» **Aim of the task**: Extract every line of the records that contains the word "stone", treating uppercase and lowercase as distinct.
Start of Given records
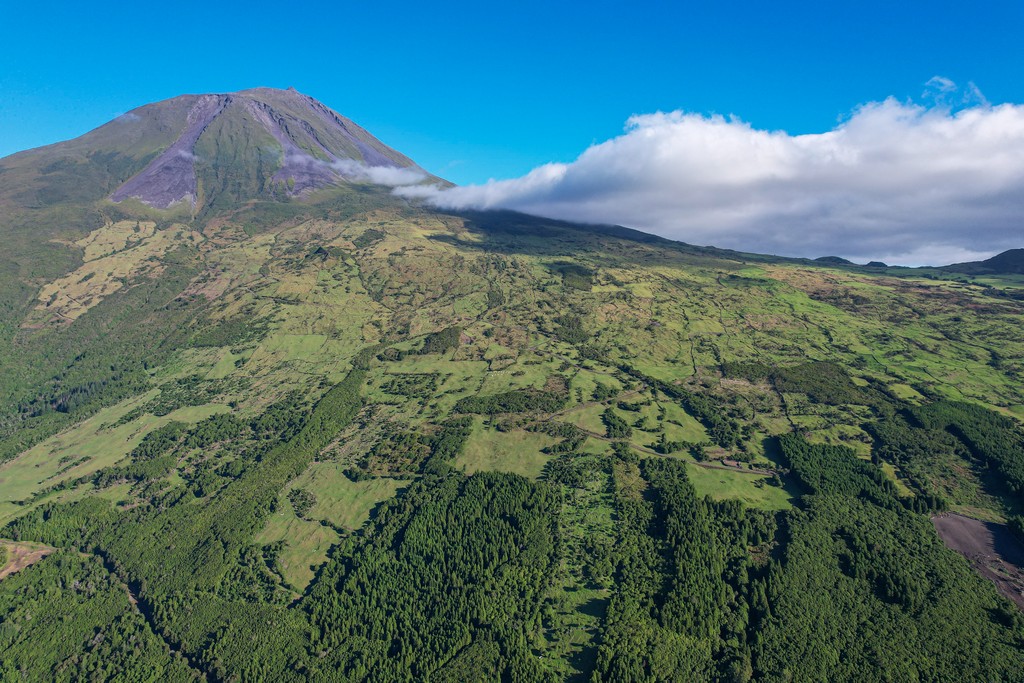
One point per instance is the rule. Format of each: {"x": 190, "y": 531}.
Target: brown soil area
{"x": 20, "y": 555}
{"x": 992, "y": 550}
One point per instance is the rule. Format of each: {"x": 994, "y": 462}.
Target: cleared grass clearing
{"x": 84, "y": 449}
{"x": 587, "y": 417}
{"x": 723, "y": 484}
{"x": 340, "y": 501}
{"x": 514, "y": 451}
{"x": 69, "y": 297}
{"x": 306, "y": 545}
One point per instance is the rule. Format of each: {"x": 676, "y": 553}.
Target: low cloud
{"x": 895, "y": 181}
{"x": 393, "y": 176}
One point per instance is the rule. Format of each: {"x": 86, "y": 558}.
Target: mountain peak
{"x": 199, "y": 151}
{"x": 278, "y": 140}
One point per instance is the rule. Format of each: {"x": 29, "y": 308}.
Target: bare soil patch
{"x": 992, "y": 550}
{"x": 20, "y": 555}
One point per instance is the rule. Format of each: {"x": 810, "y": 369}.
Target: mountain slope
{"x": 1009, "y": 262}
{"x": 194, "y": 148}
{"x": 331, "y": 435}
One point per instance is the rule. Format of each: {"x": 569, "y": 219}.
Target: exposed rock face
{"x": 304, "y": 145}
{"x": 171, "y": 176}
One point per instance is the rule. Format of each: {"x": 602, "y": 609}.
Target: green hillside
{"x": 332, "y": 435}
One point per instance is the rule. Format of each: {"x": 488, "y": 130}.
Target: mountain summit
{"x": 198, "y": 151}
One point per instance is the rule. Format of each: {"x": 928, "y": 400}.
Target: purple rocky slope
{"x": 314, "y": 146}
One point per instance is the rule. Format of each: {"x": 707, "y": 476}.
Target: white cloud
{"x": 393, "y": 176}
{"x": 895, "y": 181}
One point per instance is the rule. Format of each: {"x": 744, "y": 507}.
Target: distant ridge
{"x": 200, "y": 151}
{"x": 1009, "y": 262}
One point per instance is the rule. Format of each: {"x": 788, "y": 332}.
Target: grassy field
{"x": 340, "y": 501}
{"x": 514, "y": 451}
{"x": 725, "y": 484}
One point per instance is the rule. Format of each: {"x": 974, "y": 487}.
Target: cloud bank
{"x": 895, "y": 181}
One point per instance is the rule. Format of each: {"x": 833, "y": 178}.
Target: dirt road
{"x": 992, "y": 550}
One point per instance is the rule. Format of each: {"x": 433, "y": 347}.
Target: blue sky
{"x": 873, "y": 130}
{"x": 475, "y": 90}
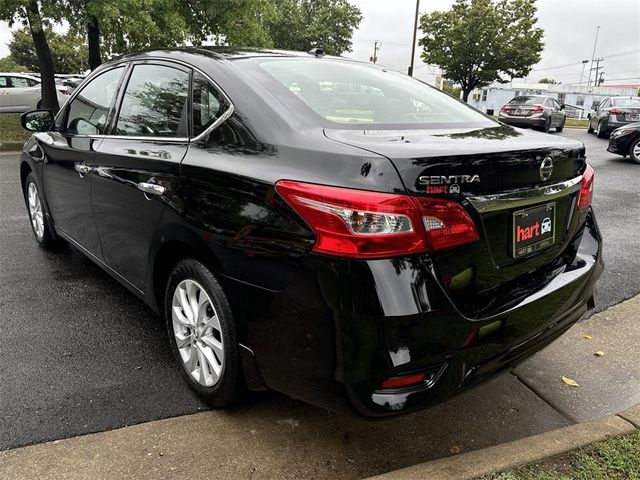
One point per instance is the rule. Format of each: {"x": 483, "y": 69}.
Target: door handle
{"x": 82, "y": 169}
{"x": 151, "y": 188}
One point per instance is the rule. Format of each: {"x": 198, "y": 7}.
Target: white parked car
{"x": 21, "y": 93}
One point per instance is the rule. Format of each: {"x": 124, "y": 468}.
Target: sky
{"x": 570, "y": 31}
{"x": 569, "y": 25}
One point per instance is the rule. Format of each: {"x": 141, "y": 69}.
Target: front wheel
{"x": 35, "y": 207}
{"x": 634, "y": 150}
{"x": 202, "y": 333}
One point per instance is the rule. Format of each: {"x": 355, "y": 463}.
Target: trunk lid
{"x": 500, "y": 175}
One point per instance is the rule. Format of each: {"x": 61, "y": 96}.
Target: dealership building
{"x": 580, "y": 100}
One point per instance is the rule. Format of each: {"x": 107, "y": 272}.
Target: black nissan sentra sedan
{"x": 322, "y": 227}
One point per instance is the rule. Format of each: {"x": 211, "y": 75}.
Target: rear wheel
{"x": 202, "y": 333}
{"x": 35, "y": 207}
{"x": 634, "y": 150}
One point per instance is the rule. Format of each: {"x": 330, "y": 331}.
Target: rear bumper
{"x": 342, "y": 327}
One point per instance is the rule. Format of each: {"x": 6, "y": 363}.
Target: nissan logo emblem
{"x": 546, "y": 169}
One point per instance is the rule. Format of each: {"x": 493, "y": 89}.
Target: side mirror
{"x": 37, "y": 120}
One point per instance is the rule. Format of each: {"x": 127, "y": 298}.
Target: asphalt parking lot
{"x": 79, "y": 354}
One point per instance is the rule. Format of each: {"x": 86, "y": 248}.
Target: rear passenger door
{"x": 137, "y": 165}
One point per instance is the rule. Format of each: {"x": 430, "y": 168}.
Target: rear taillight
{"x": 358, "y": 223}
{"x": 586, "y": 188}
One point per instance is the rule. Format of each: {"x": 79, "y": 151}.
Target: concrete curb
{"x": 520, "y": 452}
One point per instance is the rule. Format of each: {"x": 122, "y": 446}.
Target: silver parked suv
{"x": 534, "y": 111}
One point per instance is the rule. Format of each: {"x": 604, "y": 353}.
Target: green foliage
{"x": 305, "y": 24}
{"x": 477, "y": 42}
{"x": 68, "y": 52}
{"x": 615, "y": 459}
{"x": 8, "y": 64}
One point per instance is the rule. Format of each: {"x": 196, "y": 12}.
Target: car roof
{"x": 226, "y": 53}
{"x": 23, "y": 75}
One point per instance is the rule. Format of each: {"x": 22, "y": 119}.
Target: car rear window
{"x": 526, "y": 100}
{"x": 351, "y": 93}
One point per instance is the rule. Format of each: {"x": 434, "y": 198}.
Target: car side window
{"x": 155, "y": 103}
{"x": 208, "y": 104}
{"x": 89, "y": 110}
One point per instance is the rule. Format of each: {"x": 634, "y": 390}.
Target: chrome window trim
{"x": 490, "y": 203}
{"x": 126, "y": 63}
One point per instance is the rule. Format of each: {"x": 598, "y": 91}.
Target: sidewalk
{"x": 258, "y": 440}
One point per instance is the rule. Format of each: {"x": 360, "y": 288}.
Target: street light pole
{"x": 415, "y": 32}
{"x": 584, "y": 64}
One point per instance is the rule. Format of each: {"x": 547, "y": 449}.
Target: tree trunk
{"x": 93, "y": 35}
{"x": 49, "y": 95}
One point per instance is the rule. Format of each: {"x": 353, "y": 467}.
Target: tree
{"x": 36, "y": 15}
{"x": 305, "y": 24}
{"x": 68, "y": 52}
{"x": 8, "y": 64}
{"x": 478, "y": 42}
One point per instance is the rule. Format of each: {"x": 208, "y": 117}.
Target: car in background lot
{"x": 614, "y": 112}
{"x": 20, "y": 93}
{"x": 534, "y": 111}
{"x": 626, "y": 141}
{"x": 327, "y": 228}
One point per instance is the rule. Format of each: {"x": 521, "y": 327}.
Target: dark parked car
{"x": 614, "y": 112}
{"x": 626, "y": 141}
{"x": 534, "y": 111}
{"x": 318, "y": 226}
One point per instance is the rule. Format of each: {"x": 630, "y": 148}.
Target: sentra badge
{"x": 451, "y": 184}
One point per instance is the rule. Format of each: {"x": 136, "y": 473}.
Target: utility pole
{"x": 597, "y": 68}
{"x": 376, "y": 47}
{"x": 415, "y": 32}
{"x": 593, "y": 55}
{"x": 584, "y": 64}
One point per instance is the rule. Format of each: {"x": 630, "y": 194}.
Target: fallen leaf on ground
{"x": 570, "y": 382}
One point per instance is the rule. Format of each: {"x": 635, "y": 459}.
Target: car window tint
{"x": 353, "y": 93}
{"x": 208, "y": 104}
{"x": 88, "y": 112}
{"x": 19, "y": 82}
{"x": 154, "y": 103}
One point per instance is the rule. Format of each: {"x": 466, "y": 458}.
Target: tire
{"x": 634, "y": 150}
{"x": 208, "y": 355}
{"x": 35, "y": 209}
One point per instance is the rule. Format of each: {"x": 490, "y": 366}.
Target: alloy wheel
{"x": 197, "y": 333}
{"x": 35, "y": 210}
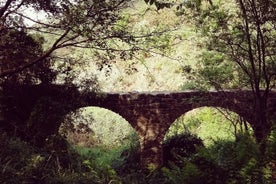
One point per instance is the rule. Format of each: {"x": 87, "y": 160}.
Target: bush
{"x": 180, "y": 146}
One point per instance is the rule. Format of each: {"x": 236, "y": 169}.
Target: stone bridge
{"x": 151, "y": 114}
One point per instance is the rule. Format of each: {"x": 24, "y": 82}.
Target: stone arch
{"x": 200, "y": 108}
{"x": 231, "y": 107}
{"x": 109, "y": 115}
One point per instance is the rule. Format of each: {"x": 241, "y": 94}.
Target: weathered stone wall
{"x": 150, "y": 114}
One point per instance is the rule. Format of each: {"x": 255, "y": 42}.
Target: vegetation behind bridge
{"x": 131, "y": 46}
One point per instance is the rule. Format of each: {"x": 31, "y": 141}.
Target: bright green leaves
{"x": 216, "y": 70}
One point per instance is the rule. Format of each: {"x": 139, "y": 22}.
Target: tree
{"x": 240, "y": 40}
{"x": 94, "y": 24}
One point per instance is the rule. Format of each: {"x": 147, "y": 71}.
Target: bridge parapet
{"x": 150, "y": 113}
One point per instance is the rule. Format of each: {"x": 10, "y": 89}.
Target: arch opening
{"x": 101, "y": 137}
{"x": 210, "y": 124}
{"x": 96, "y": 126}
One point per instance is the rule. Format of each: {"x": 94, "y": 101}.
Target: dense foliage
{"x": 45, "y": 140}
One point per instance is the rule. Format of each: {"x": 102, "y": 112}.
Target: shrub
{"x": 180, "y": 146}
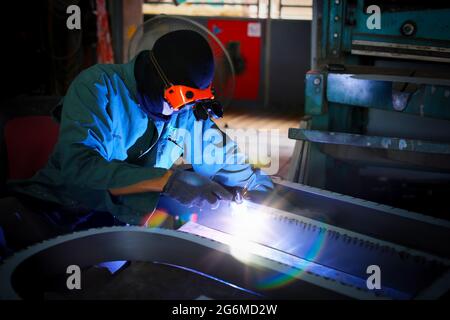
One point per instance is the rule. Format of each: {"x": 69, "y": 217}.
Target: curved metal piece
{"x": 23, "y": 275}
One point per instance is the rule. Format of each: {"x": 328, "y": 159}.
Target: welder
{"x": 122, "y": 128}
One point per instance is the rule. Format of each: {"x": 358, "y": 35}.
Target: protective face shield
{"x": 179, "y": 96}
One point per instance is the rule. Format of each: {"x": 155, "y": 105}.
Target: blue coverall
{"x": 107, "y": 141}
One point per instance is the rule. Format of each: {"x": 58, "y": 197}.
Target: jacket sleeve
{"x": 87, "y": 142}
{"x": 227, "y": 165}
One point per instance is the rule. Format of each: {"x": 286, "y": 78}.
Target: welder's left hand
{"x": 204, "y": 109}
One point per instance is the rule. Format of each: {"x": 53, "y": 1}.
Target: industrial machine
{"x": 376, "y": 128}
{"x": 377, "y": 102}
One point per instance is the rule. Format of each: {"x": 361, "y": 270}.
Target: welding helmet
{"x": 183, "y": 64}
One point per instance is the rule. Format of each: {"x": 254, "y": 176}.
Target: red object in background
{"x": 29, "y": 143}
{"x": 104, "y": 47}
{"x": 248, "y": 34}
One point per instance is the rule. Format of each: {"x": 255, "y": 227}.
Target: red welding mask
{"x": 178, "y": 96}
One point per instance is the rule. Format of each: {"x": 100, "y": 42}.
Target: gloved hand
{"x": 207, "y": 108}
{"x": 192, "y": 189}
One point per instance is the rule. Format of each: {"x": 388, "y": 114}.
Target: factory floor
{"x": 265, "y": 120}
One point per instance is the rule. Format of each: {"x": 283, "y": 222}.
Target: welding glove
{"x": 193, "y": 190}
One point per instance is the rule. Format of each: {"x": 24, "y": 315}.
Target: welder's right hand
{"x": 192, "y": 189}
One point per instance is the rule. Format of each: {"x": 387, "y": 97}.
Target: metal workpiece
{"x": 320, "y": 249}
{"x": 365, "y": 141}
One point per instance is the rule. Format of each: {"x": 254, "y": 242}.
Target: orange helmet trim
{"x": 178, "y": 95}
End of Given records
» **Solution to the exercise**:
Target: stone bridge
Target: stone arch
Target: weathered stone wall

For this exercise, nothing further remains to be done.